• [Task goal]: Please render the listing below as a JSON list of strings, one string per line, leaving out any blank lines.

• [Data shown]:
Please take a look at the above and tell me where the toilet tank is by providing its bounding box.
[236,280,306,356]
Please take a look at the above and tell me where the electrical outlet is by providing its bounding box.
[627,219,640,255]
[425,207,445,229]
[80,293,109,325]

• [Written answer]:
[
  "Please take a look at the above and tell me where the toilet tank is by providing its bounding box.",
  "[236,280,306,356]",
  "Please take a look at the above and tell me where the electrical outlet is by providing its bounding box.",
  "[627,219,640,255]",
  "[425,207,445,229]",
  "[80,293,109,325]"
]